Work required
Your task is to copy every entry exactly.

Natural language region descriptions
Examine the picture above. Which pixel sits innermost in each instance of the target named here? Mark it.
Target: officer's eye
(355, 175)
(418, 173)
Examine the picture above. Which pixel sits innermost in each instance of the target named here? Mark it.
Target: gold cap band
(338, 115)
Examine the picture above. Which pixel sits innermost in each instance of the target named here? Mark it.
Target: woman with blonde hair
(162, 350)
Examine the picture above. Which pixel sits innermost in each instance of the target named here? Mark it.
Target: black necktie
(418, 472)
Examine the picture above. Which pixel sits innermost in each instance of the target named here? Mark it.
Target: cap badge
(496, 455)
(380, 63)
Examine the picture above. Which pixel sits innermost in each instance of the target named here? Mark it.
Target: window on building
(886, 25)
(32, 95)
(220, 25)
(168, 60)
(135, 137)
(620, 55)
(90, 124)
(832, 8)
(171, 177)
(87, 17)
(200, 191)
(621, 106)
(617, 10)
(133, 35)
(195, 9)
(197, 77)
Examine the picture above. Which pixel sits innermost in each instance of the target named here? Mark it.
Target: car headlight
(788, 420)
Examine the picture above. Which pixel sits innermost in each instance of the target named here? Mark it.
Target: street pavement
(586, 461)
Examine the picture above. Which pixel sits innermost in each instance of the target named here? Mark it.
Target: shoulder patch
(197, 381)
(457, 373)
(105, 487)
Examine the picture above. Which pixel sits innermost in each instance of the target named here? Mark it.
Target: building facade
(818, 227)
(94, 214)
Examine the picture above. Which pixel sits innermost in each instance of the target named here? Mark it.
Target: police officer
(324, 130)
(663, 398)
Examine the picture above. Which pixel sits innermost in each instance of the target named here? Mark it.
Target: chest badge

Answer box
Examine the picture above. Which pixel sits innermost in each instance of the target named here? Mark it.
Target: officer's eye
(355, 175)
(418, 173)
Examine the picture above. Which pixel sits innermost in each instance of the target named here? Mark it.
Target: gold cap band
(338, 115)
Examine the picture above. Which pixel sits innermost in each instance of the target named here? Mark it.
Target: woman with blonde hair
(162, 350)
Examine the picture above. Which pixel sits innermost in each instance of the target named here? Mark it.
Target: black necktie
(418, 472)
Examine the picture above. Which pixel sits innermost in each instance of the target named here? Mark it.
Target: cap badge
(496, 455)
(380, 63)
Examine the picture above. Which pixel sits innermost in each instance of the target named here? Mark it.
Target: window on building
(886, 25)
(32, 95)
(220, 25)
(168, 60)
(135, 137)
(620, 55)
(90, 124)
(832, 8)
(171, 177)
(87, 17)
(200, 191)
(621, 106)
(617, 10)
(133, 35)
(195, 9)
(197, 77)
Examine the picture above. Which pixel sits innermost in each instance of the target named here? Mark it.
Target: car headlight
(788, 420)
Examine the picture above. Which pixel sits innermost in each instance of the target named here? Mark it.
Target: street pavement
(586, 461)
Examine the picture above. Which pixel sits innermost in each instance of the target named here? Mark it.
Target: shoulder patch
(197, 381)
(457, 373)
(105, 487)
Examine the picture above. Which pixel sits innermost in each instance of the target named here? Mark it.
Target: building facade
(818, 227)
(94, 214)
Examine the picture above. Which pixel sits innermost in each instance of the target named here? Mark it.
Target: police officer
(324, 130)
(663, 398)
Examine the picture above. Which pixel sits innermost in each instance of the target named here? Mark it.
Target: chest badge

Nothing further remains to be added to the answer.